■ Task prompt ■
Extract every line of the data below that contains the string "paper", and reproduce each one verbatim.

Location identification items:
• • • • • • •
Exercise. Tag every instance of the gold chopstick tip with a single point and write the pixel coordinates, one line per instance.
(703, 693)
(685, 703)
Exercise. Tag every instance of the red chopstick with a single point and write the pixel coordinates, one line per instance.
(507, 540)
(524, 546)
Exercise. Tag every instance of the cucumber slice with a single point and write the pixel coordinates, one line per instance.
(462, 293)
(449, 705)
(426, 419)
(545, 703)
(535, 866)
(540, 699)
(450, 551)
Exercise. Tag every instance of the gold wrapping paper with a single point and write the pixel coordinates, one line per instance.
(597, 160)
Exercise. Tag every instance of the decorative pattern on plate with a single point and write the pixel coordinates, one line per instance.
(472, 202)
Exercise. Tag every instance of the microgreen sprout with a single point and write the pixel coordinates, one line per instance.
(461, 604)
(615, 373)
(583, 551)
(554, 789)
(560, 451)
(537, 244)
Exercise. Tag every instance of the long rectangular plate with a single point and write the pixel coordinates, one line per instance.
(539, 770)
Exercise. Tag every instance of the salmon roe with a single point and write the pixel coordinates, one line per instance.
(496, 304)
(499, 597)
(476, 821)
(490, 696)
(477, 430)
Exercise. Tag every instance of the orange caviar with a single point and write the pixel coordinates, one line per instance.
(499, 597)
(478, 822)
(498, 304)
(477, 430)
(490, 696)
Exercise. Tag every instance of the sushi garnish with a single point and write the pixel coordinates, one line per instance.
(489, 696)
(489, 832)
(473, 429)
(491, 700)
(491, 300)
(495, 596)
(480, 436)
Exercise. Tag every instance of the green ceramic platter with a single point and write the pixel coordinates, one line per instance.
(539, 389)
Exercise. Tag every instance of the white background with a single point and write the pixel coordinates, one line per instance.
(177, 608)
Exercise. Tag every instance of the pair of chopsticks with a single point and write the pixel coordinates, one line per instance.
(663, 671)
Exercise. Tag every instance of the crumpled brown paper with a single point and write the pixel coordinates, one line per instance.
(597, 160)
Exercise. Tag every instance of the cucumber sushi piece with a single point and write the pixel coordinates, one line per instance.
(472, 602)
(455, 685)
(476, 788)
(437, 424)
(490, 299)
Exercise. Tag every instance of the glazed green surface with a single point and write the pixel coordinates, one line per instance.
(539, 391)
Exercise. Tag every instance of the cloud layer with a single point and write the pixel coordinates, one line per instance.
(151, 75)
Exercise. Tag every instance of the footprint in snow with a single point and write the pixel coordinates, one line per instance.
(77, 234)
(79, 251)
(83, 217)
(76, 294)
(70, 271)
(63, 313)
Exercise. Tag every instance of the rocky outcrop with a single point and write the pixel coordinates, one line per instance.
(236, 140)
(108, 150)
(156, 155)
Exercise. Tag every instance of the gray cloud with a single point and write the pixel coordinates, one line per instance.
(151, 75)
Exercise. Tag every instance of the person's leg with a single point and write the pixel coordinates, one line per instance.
• • • • • • •
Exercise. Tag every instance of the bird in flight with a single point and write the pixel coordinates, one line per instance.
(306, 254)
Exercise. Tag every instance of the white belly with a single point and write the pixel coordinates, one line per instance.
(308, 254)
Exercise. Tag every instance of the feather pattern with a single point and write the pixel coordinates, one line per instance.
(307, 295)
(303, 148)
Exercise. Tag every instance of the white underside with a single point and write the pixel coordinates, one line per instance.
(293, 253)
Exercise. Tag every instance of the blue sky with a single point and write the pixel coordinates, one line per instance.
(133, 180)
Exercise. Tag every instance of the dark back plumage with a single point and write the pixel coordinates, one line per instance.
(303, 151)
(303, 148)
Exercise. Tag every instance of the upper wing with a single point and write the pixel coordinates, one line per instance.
• • • • • • •
■ Task output ■
Exercise. Tag every instance of the gold wrapping paper with a single point and write the pixel coordinates, one line per instance.
Exercise. Tag every instance of the crumpled brown paper with a single point and write the pixel coordinates, one line per instance.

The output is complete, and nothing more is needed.